§ **TASK BRIEF**:
Extract the following lines word for word, starting at the line that contains "-- sample [441,687]." and stopping after the last line.

··· DATA ROWS ···

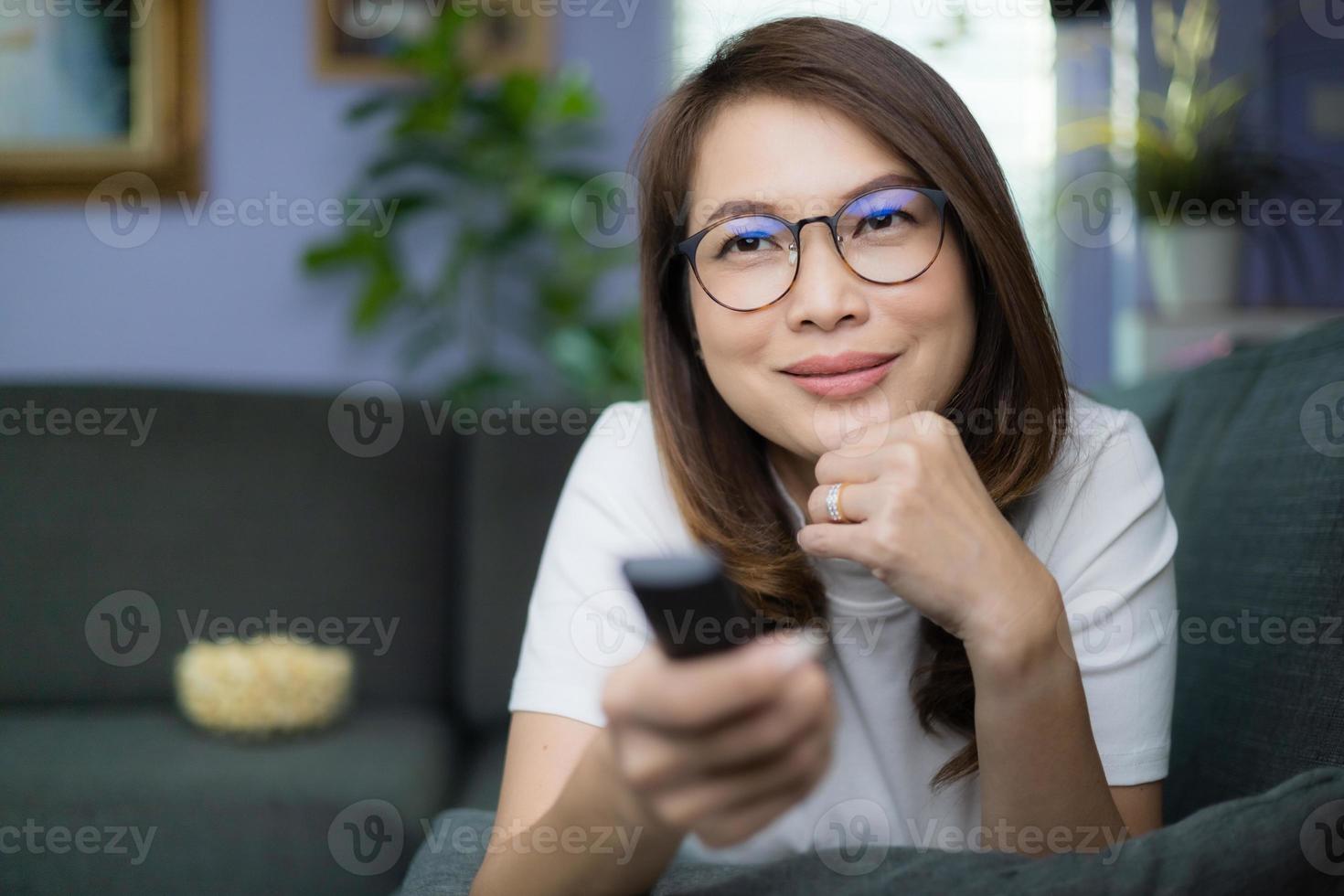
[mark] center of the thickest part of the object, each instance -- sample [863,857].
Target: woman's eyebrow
[757,208]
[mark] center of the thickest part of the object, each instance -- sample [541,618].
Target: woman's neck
[797,473]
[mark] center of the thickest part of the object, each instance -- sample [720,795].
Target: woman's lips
[844,384]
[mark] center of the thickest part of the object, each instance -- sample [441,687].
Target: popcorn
[263,686]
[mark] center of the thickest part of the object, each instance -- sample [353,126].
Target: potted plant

···

§ **IN RESPONSE**:
[mark] center of the thickest part of the object, each instance -- sample [441,687].
Target: popcorn
[263,686]
[mark] center of the thickest part of the object, each instance -- sample [353,126].
Target: potted plant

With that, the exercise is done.